THE PROBLEM: Wherever "sandstone" appears in a line of the records below, count that line, and report only the number.

DATA SHOWN:
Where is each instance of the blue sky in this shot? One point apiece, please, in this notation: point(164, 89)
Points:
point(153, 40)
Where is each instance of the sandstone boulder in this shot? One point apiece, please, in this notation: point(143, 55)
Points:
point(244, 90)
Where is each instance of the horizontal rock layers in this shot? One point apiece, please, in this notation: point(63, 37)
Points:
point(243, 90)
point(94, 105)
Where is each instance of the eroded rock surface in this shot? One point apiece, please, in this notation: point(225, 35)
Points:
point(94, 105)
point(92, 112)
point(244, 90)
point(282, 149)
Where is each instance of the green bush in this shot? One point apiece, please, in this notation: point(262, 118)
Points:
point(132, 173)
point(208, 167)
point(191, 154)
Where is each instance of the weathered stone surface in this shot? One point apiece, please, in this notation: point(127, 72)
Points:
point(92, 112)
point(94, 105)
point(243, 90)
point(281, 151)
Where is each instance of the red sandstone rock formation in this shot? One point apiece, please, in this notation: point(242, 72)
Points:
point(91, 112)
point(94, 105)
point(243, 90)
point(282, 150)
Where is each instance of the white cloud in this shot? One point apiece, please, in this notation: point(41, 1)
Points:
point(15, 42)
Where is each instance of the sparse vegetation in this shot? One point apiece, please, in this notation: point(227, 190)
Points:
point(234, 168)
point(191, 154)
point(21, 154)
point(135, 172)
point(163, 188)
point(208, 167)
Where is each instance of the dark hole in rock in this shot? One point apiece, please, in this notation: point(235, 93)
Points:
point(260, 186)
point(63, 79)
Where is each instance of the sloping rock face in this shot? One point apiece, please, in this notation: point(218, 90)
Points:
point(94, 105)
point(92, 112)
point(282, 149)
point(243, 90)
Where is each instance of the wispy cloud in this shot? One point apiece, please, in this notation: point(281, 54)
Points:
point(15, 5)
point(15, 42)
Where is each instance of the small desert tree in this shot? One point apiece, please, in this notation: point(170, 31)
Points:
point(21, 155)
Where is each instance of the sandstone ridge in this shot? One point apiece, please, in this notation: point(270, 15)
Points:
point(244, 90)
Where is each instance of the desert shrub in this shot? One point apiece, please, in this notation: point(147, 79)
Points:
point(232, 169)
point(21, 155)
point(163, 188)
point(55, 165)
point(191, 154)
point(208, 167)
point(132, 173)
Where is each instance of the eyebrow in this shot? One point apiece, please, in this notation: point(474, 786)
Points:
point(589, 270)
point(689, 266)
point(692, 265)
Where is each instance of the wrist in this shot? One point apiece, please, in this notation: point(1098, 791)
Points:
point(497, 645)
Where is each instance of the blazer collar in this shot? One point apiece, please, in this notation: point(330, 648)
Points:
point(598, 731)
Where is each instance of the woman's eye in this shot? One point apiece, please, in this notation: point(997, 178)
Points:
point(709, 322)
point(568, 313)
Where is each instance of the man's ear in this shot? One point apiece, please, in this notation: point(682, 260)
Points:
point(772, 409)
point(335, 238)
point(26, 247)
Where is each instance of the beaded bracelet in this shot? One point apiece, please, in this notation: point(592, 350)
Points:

RESPONSE: 3